Problem requirements =>
Would you transcribe each of the entries exactly, with nothing added or dropped?

Supplied records =>
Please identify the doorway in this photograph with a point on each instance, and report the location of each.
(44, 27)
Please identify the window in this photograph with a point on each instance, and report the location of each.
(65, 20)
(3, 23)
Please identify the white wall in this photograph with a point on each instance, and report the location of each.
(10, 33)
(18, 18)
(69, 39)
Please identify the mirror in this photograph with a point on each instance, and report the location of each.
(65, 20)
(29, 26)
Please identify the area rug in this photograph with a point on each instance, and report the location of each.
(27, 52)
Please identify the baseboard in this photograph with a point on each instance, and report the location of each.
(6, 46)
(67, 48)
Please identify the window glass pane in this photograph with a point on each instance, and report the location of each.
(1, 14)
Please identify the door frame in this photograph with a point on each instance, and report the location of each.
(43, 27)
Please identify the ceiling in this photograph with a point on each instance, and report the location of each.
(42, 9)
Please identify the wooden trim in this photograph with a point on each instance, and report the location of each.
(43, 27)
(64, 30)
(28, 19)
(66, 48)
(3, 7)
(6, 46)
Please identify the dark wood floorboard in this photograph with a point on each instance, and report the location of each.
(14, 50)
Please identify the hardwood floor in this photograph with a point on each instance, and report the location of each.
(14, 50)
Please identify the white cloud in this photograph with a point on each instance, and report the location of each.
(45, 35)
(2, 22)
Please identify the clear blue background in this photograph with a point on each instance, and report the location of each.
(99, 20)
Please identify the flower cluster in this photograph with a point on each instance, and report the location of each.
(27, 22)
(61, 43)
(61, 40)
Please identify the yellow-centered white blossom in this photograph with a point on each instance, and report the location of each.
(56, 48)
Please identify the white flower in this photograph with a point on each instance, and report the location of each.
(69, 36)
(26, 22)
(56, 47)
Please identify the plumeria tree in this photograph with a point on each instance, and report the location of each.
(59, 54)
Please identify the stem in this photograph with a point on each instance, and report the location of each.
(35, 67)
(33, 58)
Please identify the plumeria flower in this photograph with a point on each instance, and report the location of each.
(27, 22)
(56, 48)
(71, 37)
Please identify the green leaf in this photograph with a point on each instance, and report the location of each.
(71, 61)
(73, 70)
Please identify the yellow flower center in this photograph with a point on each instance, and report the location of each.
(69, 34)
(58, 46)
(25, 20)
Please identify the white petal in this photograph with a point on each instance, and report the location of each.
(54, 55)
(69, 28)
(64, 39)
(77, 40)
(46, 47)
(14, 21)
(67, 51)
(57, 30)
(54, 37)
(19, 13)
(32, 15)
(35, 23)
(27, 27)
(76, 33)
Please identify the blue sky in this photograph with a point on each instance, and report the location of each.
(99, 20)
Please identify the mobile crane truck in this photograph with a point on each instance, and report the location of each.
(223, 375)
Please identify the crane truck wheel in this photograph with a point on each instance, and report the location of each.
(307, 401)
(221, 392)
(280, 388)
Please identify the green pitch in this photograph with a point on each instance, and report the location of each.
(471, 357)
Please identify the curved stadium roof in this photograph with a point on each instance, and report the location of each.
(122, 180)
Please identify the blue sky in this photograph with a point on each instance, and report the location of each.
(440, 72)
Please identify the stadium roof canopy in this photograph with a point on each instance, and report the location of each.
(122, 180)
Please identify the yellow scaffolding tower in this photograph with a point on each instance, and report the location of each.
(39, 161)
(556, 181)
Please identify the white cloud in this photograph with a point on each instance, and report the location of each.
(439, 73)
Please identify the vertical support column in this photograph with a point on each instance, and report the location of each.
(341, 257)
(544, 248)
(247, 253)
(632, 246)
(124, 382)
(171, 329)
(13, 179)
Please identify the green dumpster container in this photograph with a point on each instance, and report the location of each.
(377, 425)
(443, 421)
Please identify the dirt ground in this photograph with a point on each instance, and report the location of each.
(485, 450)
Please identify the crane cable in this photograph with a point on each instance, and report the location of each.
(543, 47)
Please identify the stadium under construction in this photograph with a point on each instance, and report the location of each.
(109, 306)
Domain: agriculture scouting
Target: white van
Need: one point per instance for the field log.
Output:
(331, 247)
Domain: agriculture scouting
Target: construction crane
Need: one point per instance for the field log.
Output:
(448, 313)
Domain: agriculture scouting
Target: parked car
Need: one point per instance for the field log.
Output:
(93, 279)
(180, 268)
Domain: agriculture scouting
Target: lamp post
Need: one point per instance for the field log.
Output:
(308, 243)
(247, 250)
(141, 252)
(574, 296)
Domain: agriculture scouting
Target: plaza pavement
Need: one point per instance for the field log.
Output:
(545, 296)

Problem solution =>
Please identify the doorway in this photograph with a point on each instance, and report the location of each.
(44, 27)
Please identify the window in this photograph with a point on each instance, and report the location of each.
(65, 20)
(3, 23)
Please identify the white wall in this photograph with a point on each instance, and report the location of each.
(10, 33)
(18, 18)
(69, 39)
Please identify the mirror in this photograph with a point on each instance, and report the location of each.
(65, 20)
(29, 26)
Please identify the area rug in this photograph with a point on each instance, and report the location of each.
(27, 52)
Please identify the baseboard in this photograph with a point on each instance, and report the location of each.
(6, 46)
(67, 48)
Please identify the window glass pane in this photograph with a point on each instance, and report the location of each.
(1, 14)
Please identify the door frame in this photograph with a point on each instance, and report the location of each.
(43, 27)
Please identify the ceiling in this photograph with a point on each instance, and report the location of each.
(42, 9)
Please identify the wooden trim in this photograph with a point on each instance, and report the location of each.
(43, 27)
(64, 30)
(28, 19)
(66, 48)
(3, 7)
(6, 46)
Please identify the dark wood floorboard in this photograph with a point on each instance, and report the location of each.
(14, 50)
Please identify the hardwood floor in this photograph with a point on each instance, and report the location of each.
(14, 50)
Please identify the white cloud in this photograph with a point on each instance, and report the location of each.
(45, 35)
(2, 22)
Please identify the clear blue background in this photograph with a point on each instance, and report the location of each.
(99, 20)
Please identify the flower cluster in this photograph with a point on each instance, and report the location of each.
(27, 22)
(61, 43)
(61, 40)
Please identify the yellow-centered white blossom in this photograph with a point on each instance, and report the location of each.
(56, 48)
Please identify the white flower in this photograph with a point on each instance, and report the location of each.
(69, 36)
(26, 22)
(56, 47)
Please identify the plumeria tree in this photograph with a point on each instance, and report the location of each.
(59, 54)
Please identify the stem in this photograph with a point on each instance, and report the location of each.
(35, 67)
(33, 58)
Please identify the plumeria flower in this photograph with a point on each instance, and report the location of each.
(27, 22)
(56, 48)
(71, 37)
Please identify the green leaf in this photograph with a point on each instance, and report the location of each.
(71, 61)
(73, 70)
Please identify the yellow flower center in this photograph with a point on each instance, and report the location of each.
(69, 34)
(58, 46)
(25, 20)
Please identify the white petal in this photograph with a point on each instance, and report the location of each.
(54, 55)
(69, 28)
(64, 39)
(77, 40)
(46, 47)
(14, 21)
(67, 51)
(57, 30)
(54, 37)
(19, 13)
(32, 15)
(35, 23)
(27, 27)
(76, 33)
Please identify the blue sky in this photograph with a point on each instance, and report the location of each.
(99, 20)
Please identify the mobile crane truck in this photograph with a point on each instance, and report the location of each.
(223, 375)
Please identify the crane truck wheel in this photograph with a point on each instance, and report the location of each.
(307, 401)
(221, 392)
(280, 388)
Please identify the green pitch in this photograph with a point on each instance, and report the location of each.
(471, 357)
Please identify the curved stadium roof in this photograph with a point on each instance, and report the location of each.
(122, 180)
Please identify the blue sky in this photograph with a point on each instance, and report the location of each.
(440, 72)
Please identify the stadium roof canopy in this photograph with a point on each instance, and report the location of each.
(122, 180)
Please identify the yellow scaffolding tower in this photograph with a point on each instance, and report the location of each.
(39, 161)
(556, 181)
Please identify the white cloud in this photograph with a point on each instance, and report the location of each.
(439, 73)
Please identify the vertical support column in this photograph with a point on each instance, and report the location of each.
(341, 257)
(544, 248)
(247, 253)
(632, 246)
(124, 382)
(171, 329)
(13, 179)
Please identify the green dumpster container in this photograph with a point on each instance, and report the location of each.
(377, 425)
(443, 421)
Please identify the dirt ground in this photograph with a point on each instance, and report the location of each.
(485, 450)
Please identify the crane cable in this photograph with a point on each instance, and report the location of each.
(543, 47)
Please identify the stadium under construction in this photograph with a point on each instance, and report the location of each.
(109, 306)
Domain: agriculture scouting
Target: white van
Need: one point per instance for the field log.
Output:
(331, 247)
Domain: agriculture scouting
Target: construction crane
Need: one point per instance for the field log.
Output:
(448, 313)
Domain: agriculture scouting
Target: parked car
Need: one point per instance for the field log.
Output:
(93, 279)
(180, 268)
Domain: agriculture scouting
Target: lamp post
Need: one point per instance for the field log.
Output:
(308, 243)
(247, 250)
(141, 252)
(574, 296)
Domain: agriculture scouting
Target: plaza pavement
Need: one point per instance for the field log.
Output:
(545, 296)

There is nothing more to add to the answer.